* **Records provided**
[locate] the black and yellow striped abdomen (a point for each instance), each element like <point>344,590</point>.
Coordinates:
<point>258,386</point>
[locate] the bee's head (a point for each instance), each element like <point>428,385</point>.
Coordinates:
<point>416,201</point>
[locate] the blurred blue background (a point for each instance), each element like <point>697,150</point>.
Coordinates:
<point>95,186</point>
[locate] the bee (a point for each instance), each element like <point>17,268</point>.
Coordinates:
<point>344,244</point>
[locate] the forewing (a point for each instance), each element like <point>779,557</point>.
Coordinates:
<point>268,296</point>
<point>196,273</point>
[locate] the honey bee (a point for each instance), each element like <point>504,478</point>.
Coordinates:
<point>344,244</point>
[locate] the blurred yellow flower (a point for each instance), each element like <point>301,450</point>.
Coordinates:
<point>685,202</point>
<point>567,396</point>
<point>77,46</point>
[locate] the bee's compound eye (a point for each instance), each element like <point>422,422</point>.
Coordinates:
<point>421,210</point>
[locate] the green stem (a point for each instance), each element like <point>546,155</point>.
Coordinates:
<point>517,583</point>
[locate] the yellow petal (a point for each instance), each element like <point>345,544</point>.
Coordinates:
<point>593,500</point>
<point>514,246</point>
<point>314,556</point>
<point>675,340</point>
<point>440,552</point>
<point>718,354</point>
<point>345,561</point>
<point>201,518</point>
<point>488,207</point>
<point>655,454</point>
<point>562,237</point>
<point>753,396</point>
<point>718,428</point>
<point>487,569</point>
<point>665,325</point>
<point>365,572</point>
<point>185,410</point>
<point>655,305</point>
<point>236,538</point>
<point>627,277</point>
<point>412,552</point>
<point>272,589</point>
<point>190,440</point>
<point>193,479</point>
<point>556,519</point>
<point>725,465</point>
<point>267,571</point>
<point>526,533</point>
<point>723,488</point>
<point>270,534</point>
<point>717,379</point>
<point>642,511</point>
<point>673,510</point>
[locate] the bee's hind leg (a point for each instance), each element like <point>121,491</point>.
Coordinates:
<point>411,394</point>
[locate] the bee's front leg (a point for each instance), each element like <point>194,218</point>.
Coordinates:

* **Task goal**
Copy exactly the lines above, from the one containing "[locate] the bee's compound" through the very last line.

* **Solution for this exercise**
[locate] the bee's compound eye (a point for each instance), each element like <point>422,422</point>.
Coordinates:
<point>421,210</point>
[locate] the green stem (a point for each instance), each element like <point>546,155</point>.
Coordinates:
<point>517,583</point>
[locate] the yellow petal (a point for each instance), each element like <point>345,544</point>.
Coordinates:
<point>593,500</point>
<point>514,246</point>
<point>314,556</point>
<point>675,340</point>
<point>440,552</point>
<point>718,354</point>
<point>345,561</point>
<point>201,518</point>
<point>488,207</point>
<point>655,454</point>
<point>562,237</point>
<point>753,396</point>
<point>718,428</point>
<point>487,569</point>
<point>665,325</point>
<point>365,572</point>
<point>185,410</point>
<point>655,305</point>
<point>236,538</point>
<point>627,277</point>
<point>412,552</point>
<point>272,589</point>
<point>190,440</point>
<point>193,479</point>
<point>556,519</point>
<point>725,465</point>
<point>267,571</point>
<point>526,533</point>
<point>723,488</point>
<point>270,534</point>
<point>717,379</point>
<point>642,511</point>
<point>673,510</point>
[locate] the bee's hind leg (a point for each instance), each element like <point>121,491</point>.
Coordinates:
<point>411,394</point>
[locate] the bee's front leg (a point for each instance), each element like <point>194,218</point>.
Coordinates:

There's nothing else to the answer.